Exercise task A -
Please answer these questions from the family account below.
(i) How old is the writer's sister Gabriel?
(ii) What is the step mother's name?
(iii) In which state does the writer live?

To help you understand, when I was young and living with my mother I was abused. My mother would get drunk and if I did something wrong she would go overboard with it and we would end up fighting. It's easy for me to talk about because I think talking is the thing that's helped me get through it so I've always been willing to talk about it.

Tonight though I finally felt that it's gone too far. Everytime my sister or my mom or my cousin living in Florida calls, my little sister staying with us doesn't tell me so I never get to talk to them. But tonight I overheard my little sister and I knew who she was talking to and I managed to get a hold of the phone.

First I talked to my 15 year old sister Gabriel (pronounced Gabrielle). I talked to her about a few minor things and I talked to her about how she never seems to want to talk to me. She just swore at me and I gave the phone back to my little sister.

My step mother, Michelle, came in and talked to me. She told me that I have to talk to them. I know it's not going to go away unless I do. My dad came into my room and said, "I don't know why you do it when you know all you're doing is hurting yourself." I hurts him to see me like that. Crying and all. But I do it because I want to fix things between myself and the rest of my family.

When I got on the phone with my mom I brought it to her attention that I have been hurting for so many years because of what she did to me when I was a little girl. She told me that she thought my imagination was running away with me because she didn't remember any of that happening. She was drunk all the time then so I'm not surprised.

She kept saying, "Why this all of a sudden?" It's not all of a sudden. I just finally felt I was ready to talk about it, but I see now that I may be ready but she isn't. She needs more time. She told me that I was starting to sound like her, and I said I don't want to sound like her I want to sound like myself.

I made her cry. And I hope she'll think about everything I said to her tonight. I hope instead of reaching for a beer, or drugs or pills she sits down and thinks about what I've said... But all I can do is hope.

I pray for my mother all the time. It hurts me knowing that me living in West Virginia and her living in Florida, I can't do anything to make sure she's on the right track in life... All I have is hope and faith. Faith in God, and hope that he'll help my mother fix her life. I want my relationship with her to be better. I want things right between us.

Exercise task B -
Report each line in the rows below that contains the word "Objective". Case counts.

The records -

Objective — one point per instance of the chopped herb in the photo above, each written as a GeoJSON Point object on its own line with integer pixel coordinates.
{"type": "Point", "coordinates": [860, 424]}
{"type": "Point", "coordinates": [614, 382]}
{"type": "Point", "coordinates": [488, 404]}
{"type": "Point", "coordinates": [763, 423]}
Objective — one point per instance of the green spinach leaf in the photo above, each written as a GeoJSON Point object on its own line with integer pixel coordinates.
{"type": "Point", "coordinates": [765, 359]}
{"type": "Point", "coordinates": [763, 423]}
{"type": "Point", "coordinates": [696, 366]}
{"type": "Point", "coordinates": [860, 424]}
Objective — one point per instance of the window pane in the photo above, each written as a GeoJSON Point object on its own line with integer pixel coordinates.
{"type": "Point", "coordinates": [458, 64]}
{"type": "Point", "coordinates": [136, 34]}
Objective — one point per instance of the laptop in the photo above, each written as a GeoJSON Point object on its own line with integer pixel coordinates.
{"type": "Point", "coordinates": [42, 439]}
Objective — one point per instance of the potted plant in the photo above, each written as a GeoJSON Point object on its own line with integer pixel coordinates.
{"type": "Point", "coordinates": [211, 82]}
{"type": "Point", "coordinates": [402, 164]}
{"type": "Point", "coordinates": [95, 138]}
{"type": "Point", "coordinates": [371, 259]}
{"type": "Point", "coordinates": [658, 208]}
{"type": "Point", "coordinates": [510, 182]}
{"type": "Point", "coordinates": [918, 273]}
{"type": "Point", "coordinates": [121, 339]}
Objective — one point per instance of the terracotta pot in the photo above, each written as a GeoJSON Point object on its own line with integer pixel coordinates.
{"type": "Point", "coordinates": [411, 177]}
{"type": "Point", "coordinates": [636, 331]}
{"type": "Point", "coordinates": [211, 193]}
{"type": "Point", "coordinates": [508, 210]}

Written solution A -
(i) 15
(ii) Michelle
(iii) West Virginia

Written solution B -
Objective — one point per instance of the chopped herb in the photo above, each written as a GeoJSON Point object on its own line with integer pixel coordinates.
Objective — one point per instance of the green spinach leaf in the photo above, each written as a GeoJSON Point object on its own line with integer pixel coordinates.
Objective — one point per instance of the window pane in the photo above, each written as a GeoJSON Point object on its own line with integer pixel coordinates.
Objective — one point per instance of the laptop in the photo above, each written as a GeoJSON Point object on its own line with integer pixel coordinates.
Objective — one point per instance of the potted plant in the photo above, each written as a GeoJSON Point object on its own line with integer pixel coordinates.
Objective — one point per instance of the terracotta pot in the photo above, each written as a GeoJSON Point object on its own line with integer pixel coordinates.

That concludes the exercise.